%%
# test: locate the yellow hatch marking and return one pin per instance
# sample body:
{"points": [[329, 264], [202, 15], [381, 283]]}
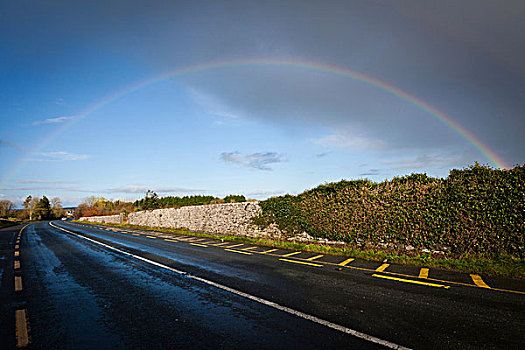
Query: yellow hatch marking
{"points": [[290, 254], [382, 267], [314, 257], [235, 245], [22, 338], [301, 262], [199, 245], [411, 281], [268, 251], [347, 261], [18, 283], [238, 251], [479, 282]]}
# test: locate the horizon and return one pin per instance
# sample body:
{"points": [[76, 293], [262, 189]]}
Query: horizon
{"points": [[255, 99]]}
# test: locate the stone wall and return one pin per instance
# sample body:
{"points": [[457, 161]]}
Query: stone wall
{"points": [[109, 219], [230, 218]]}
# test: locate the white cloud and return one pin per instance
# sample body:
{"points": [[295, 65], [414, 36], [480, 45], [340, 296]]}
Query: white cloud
{"points": [[56, 120], [56, 157], [144, 188], [349, 141], [259, 161]]}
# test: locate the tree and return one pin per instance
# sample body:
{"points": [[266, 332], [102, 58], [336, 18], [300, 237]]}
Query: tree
{"points": [[56, 207], [6, 208], [43, 209]]}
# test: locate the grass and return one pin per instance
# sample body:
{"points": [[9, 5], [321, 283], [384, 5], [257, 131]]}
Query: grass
{"points": [[503, 265]]}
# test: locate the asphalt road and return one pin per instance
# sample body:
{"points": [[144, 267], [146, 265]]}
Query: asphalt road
{"points": [[85, 287]]}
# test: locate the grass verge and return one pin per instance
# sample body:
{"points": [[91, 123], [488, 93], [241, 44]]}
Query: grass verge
{"points": [[503, 265]]}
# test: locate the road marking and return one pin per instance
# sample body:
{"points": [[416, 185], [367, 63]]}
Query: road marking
{"points": [[18, 283], [411, 281], [199, 245], [272, 304], [301, 262], [347, 261], [423, 273], [479, 282], [314, 257], [235, 245], [290, 254], [269, 251], [382, 267], [238, 251], [22, 338]]}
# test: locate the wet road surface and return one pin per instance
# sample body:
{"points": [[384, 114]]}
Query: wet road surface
{"points": [[83, 287]]}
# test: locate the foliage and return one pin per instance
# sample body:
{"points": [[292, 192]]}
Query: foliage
{"points": [[475, 210]]}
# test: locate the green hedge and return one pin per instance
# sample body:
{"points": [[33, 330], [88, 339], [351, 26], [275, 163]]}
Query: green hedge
{"points": [[474, 210]]}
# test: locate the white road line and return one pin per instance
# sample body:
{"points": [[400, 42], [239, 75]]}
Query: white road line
{"points": [[251, 297]]}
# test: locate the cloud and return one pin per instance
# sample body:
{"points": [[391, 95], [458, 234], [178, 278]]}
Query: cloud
{"points": [[349, 141], [144, 188], [259, 161], [56, 120], [370, 172], [4, 143], [425, 161], [58, 156]]}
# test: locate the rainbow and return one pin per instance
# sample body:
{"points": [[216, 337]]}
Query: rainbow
{"points": [[470, 138]]}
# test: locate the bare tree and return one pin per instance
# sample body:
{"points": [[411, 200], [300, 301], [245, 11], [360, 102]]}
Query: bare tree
{"points": [[56, 207], [6, 208]]}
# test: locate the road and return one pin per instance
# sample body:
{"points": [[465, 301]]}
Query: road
{"points": [[73, 286]]}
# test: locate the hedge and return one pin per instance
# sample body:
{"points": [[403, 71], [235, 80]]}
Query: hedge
{"points": [[477, 210]]}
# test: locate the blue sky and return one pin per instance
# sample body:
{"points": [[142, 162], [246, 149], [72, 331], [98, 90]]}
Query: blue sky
{"points": [[256, 130]]}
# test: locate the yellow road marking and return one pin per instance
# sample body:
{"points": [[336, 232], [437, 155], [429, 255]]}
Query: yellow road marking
{"points": [[235, 245], [314, 257], [347, 261], [479, 282], [382, 267], [22, 338], [199, 245], [238, 251], [290, 254], [269, 251], [301, 262], [18, 283], [411, 281]]}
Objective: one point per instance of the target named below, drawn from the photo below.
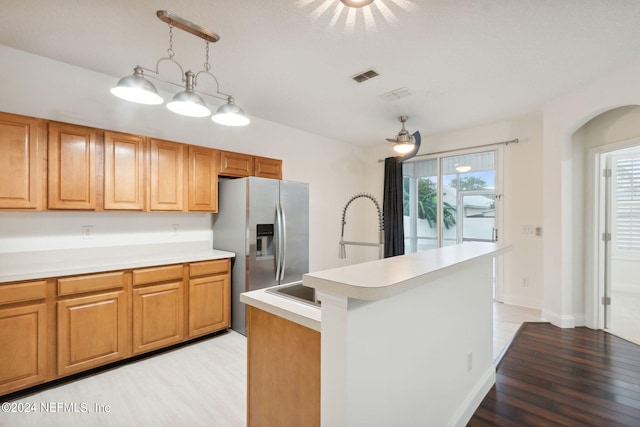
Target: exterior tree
(428, 203)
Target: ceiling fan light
(135, 88)
(403, 147)
(189, 104)
(356, 3)
(230, 114)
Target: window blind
(627, 202)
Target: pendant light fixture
(136, 87)
(356, 3)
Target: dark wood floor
(564, 377)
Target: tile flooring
(201, 384)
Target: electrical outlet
(87, 232)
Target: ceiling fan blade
(416, 138)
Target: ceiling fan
(404, 142)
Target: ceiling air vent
(364, 76)
(394, 95)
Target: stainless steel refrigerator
(266, 223)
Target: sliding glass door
(449, 200)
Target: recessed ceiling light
(356, 3)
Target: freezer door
(262, 244)
(294, 202)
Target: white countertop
(297, 312)
(18, 266)
(380, 279)
(373, 280)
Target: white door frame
(595, 271)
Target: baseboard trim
(469, 406)
(558, 320)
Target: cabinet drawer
(94, 282)
(18, 292)
(209, 267)
(157, 274)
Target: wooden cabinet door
(72, 167)
(124, 172)
(283, 366)
(92, 331)
(158, 318)
(167, 175)
(235, 164)
(268, 168)
(23, 343)
(209, 301)
(203, 179)
(21, 162)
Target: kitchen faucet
(343, 253)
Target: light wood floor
(202, 384)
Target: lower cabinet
(61, 326)
(23, 342)
(209, 297)
(92, 331)
(158, 308)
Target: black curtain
(392, 208)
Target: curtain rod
(511, 141)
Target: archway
(563, 291)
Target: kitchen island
(405, 340)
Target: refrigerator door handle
(284, 241)
(279, 240)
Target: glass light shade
(230, 114)
(189, 104)
(403, 147)
(136, 88)
(356, 3)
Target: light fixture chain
(206, 61)
(170, 50)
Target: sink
(297, 292)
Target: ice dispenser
(264, 242)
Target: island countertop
(384, 278)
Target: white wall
(562, 117)
(608, 131)
(40, 87)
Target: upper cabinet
(203, 179)
(47, 165)
(236, 164)
(241, 165)
(268, 168)
(124, 171)
(167, 175)
(72, 167)
(21, 162)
%%
Render every line of the data above as a Markdown table with the columns Row and Data line, numbering the rows in order and skipping blank lines. Leave the pictures out of the table.

| Row | Data line |
|---|---|
| 1 | # test: locate the yellow hatch marking and return one pin per instance |
| 2 | # sample body: |
| 3 | {"points": [[329, 264], [202, 15], [381, 283]]} |
| 4 | Query: yellow hatch marking |
| 5 | {"points": [[290, 254], [382, 267], [314, 257], [235, 245], [22, 338], [301, 262], [199, 245], [411, 281], [268, 251], [347, 261], [18, 283], [238, 251], [479, 282]]} |
| 6 | # test: locate the horizon and return one pin per instance |
| 7 | # sample body: |
| 8 | {"points": [[76, 293], [262, 189]]} |
| 9 | Query: horizon |
| 10 | {"points": [[255, 99]]} |
| 11 | # test: locate the stone wall and return one pin per instance |
| 12 | # sample body: |
| 13 | {"points": [[457, 161]]} |
| 14 | Query: stone wall |
| 15 | {"points": [[109, 219], [230, 218]]} |
| 16 | # test: locate the white cloud and return one pin per instance |
| 17 | # sample body: |
| 18 | {"points": [[295, 65], [414, 36], [480, 45], [340, 296]]} |
| 19 | Query: white cloud |
| 20 | {"points": [[56, 120], [56, 157], [144, 188], [349, 141], [259, 161]]} |
| 21 | # test: locate the tree and return one pin per instance |
| 22 | # sample body: |
| 23 | {"points": [[266, 332], [102, 58], [336, 18], [300, 237]]} |
| 24 | Query: tree |
| 25 | {"points": [[56, 207], [6, 208], [43, 209]]} |
| 26 | # test: locate the grass and return one pin per instance |
| 27 | # sample body: |
| 28 | {"points": [[9, 5], [321, 283], [384, 5], [257, 131]]} |
| 29 | Query: grass |
| 30 | {"points": [[503, 265]]} |
| 31 | # test: locate the asphalt road and return one pin per instance |
| 32 | # sample body: |
| 33 | {"points": [[144, 267], [146, 265]]} |
| 34 | Query: asphalt road |
| 35 | {"points": [[85, 287]]} |
| 36 | # test: locate the grass verge and return one pin per instance |
| 37 | # sample body: |
| 38 | {"points": [[91, 123], [488, 93], [241, 44]]} |
| 39 | Query: grass verge |
| 40 | {"points": [[503, 265]]} |
| 41 | # test: locate the road marking and return one pin per instance |
| 42 | # sample body: |
| 43 | {"points": [[416, 185], [367, 63]]} |
| 44 | Query: road marking |
| 45 | {"points": [[18, 283], [411, 281], [199, 245], [272, 304], [301, 262], [347, 261], [423, 273], [479, 282], [314, 257], [235, 245], [290, 254], [269, 251], [382, 267], [238, 251], [22, 338]]} |
| 46 | # test: locate the wet road surface and return one pin per instance |
| 47 | # sample body: |
| 48 | {"points": [[384, 114]]} |
| 49 | Query: wet road surface |
| 50 | {"points": [[83, 287]]} |
| 51 | # test: locate the foliage and return one pin per instance |
| 52 | # sample body: |
| 53 | {"points": [[292, 192]]} |
| 54 | Query: foliage |
| 55 | {"points": [[475, 210]]} |
| 56 | # test: locate the green hedge and return one pin per instance |
| 57 | # sample body: |
| 58 | {"points": [[33, 330], [88, 339], [351, 26], [275, 163]]} |
| 59 | Query: green hedge |
| 60 | {"points": [[474, 210]]} |
| 61 | # test: locate the white road line and return one pin per instance |
| 62 | # sample body: |
| 63 | {"points": [[400, 42], [239, 75]]} |
| 64 | Query: white road line |
| 65 | {"points": [[251, 297]]} |
| 66 | # test: locate the cloud and return one pin per instance |
| 67 | # sample body: |
| 68 | {"points": [[391, 95], [458, 234], [178, 278]]} |
| 69 | Query: cloud |
| 70 | {"points": [[349, 141], [144, 188], [259, 161], [56, 120], [370, 172], [4, 143], [425, 161], [58, 156]]} |
| 71 | # test: locate the rainbow and return one pin per instance |
| 72 | # sample body: |
| 73 | {"points": [[216, 337]]} |
| 74 | Query: rainbow |
| 75 | {"points": [[470, 138]]} |
| 76 | # test: locate the bare tree and return one pin per instance |
| 77 | # sample body: |
| 78 | {"points": [[411, 200], [300, 301], [245, 11], [360, 102]]} |
| 79 | Query: bare tree |
| 80 | {"points": [[56, 207], [6, 208]]} |
| 81 | # test: locate the road and return one pin per instance |
| 82 | # sample body: |
| 83 | {"points": [[465, 301]]} |
| 84 | Query: road |
| 85 | {"points": [[73, 286]]} |
| 86 | # test: locate the hedge and return one pin per instance |
| 87 | # sample body: |
| 88 | {"points": [[403, 71], [235, 80]]} |
| 89 | Query: hedge |
| 90 | {"points": [[477, 210]]} |
| 91 | # test: locate the blue sky and return one pin per instance |
| 92 | # sample body: |
| 93 | {"points": [[142, 162], [246, 149], [72, 331], [98, 90]]} |
| 94 | Query: blue sky |
| 95 | {"points": [[256, 130]]} |
| 96 | # test: locate the yellow road marking and return one pin per instance |
| 97 | # sample body: |
| 98 | {"points": [[336, 232], [437, 155], [429, 255]]} |
| 99 | Query: yellow road marking |
| 100 | {"points": [[235, 245], [314, 257], [347, 261], [479, 282], [382, 267], [22, 338], [199, 245], [238, 251], [290, 254], [269, 251], [301, 262], [18, 283], [411, 281]]} |
| 101 | Objective: one point per instance of the target named below, drawn from the photo below. |
| 102 | Target: exterior tree |
| 103 | (428, 203) |
| 104 | Target: ceiling fan light |
| 105 | (135, 88) |
| 106 | (403, 147) |
| 107 | (189, 104) |
| 108 | (356, 3) |
| 109 | (230, 114) |
| 110 | Target: window blind |
| 111 | (627, 202) |
| 112 | Target: pendant light fixture |
| 113 | (136, 87) |
| 114 | (356, 3) |
| 115 | Target: dark wood floor |
| 116 | (564, 377) |
| 117 | Target: tile flooring |
| 118 | (201, 384) |
| 119 | Target: electrical outlet |
| 120 | (87, 232) |
| 121 | Target: ceiling fan blade |
| 122 | (416, 138) |
| 123 | Target: ceiling fan |
| 124 | (404, 142) |
| 125 | Target: ceiling air vent |
| 126 | (364, 76) |
| 127 | (394, 95) |
| 128 | Target: stainless steel refrigerator |
| 129 | (266, 223) |
| 130 | Target: sliding glass door |
| 131 | (449, 200) |
| 132 | Target: recessed ceiling light |
| 133 | (356, 3) |
| 134 | Target: freezer door |
| 135 | (262, 244) |
| 136 | (294, 202) |
| 137 | Target: white countertop |
| 138 | (297, 312) |
| 139 | (18, 266) |
| 140 | (380, 279) |
| 141 | (373, 280) |
| 142 | Target: white door frame |
| 143 | (595, 271) |
| 144 | Target: baseboard trim |
| 145 | (469, 406) |
| 146 | (558, 320) |
| 147 | Target: cabinet drawer |
| 148 | (94, 282) |
| 149 | (18, 292) |
| 150 | (209, 267) |
| 151 | (157, 274) |
| 152 | Target: wooden cabinet door |
| 153 | (72, 167) |
| 154 | (124, 172) |
| 155 | (283, 366) |
| 156 | (92, 331) |
| 157 | (158, 318) |
| 158 | (167, 175) |
| 159 | (235, 164) |
| 160 | (268, 168) |
| 161 | (23, 343) |
| 162 | (209, 301) |
| 163 | (203, 179) |
| 164 | (21, 162) |
| 165 | Target: kitchen faucet |
| 166 | (343, 253) |
| 167 | Target: light wood floor |
| 168 | (202, 384) |
| 169 | Target: lower cabinet |
| 170 | (61, 326) |
| 171 | (23, 342) |
| 172 | (209, 297) |
| 173 | (92, 331) |
| 174 | (158, 308) |
| 175 | Target: black curtain |
| 176 | (392, 208) |
| 177 | Target: curtain rod |
| 178 | (511, 141) |
| 179 | Target: archway |
| 180 | (563, 291) |
| 181 | Target: kitchen island |
| 182 | (405, 340) |
| 183 | Target: refrigerator door handle |
| 184 | (284, 241) |
| 185 | (279, 240) |
| 186 | Target: glass light shade |
| 187 | (230, 114) |
| 188 | (189, 104) |
| 189 | (403, 147) |
| 190 | (136, 88) |
| 191 | (356, 3) |
| 192 | Target: light fixture chain |
| 193 | (206, 61) |
| 194 | (170, 50) |
| 195 | Target: sink |
| 196 | (297, 292) |
| 197 | Target: ice dispenser |
| 198 | (264, 242) |
| 199 | Target: island countertop |
| 200 | (384, 278) |
| 201 | Target: white wall |
| 202 | (562, 117) |
| 203 | (608, 131) |
| 204 | (40, 87) |
| 205 | Target: upper cabinet |
| 206 | (203, 179) |
| 207 | (47, 165) |
| 208 | (236, 164) |
| 209 | (241, 165) |
| 210 | (268, 168) |
| 211 | (124, 171) |
| 212 | (167, 175) |
| 213 | (72, 167) |
| 214 | (21, 162) |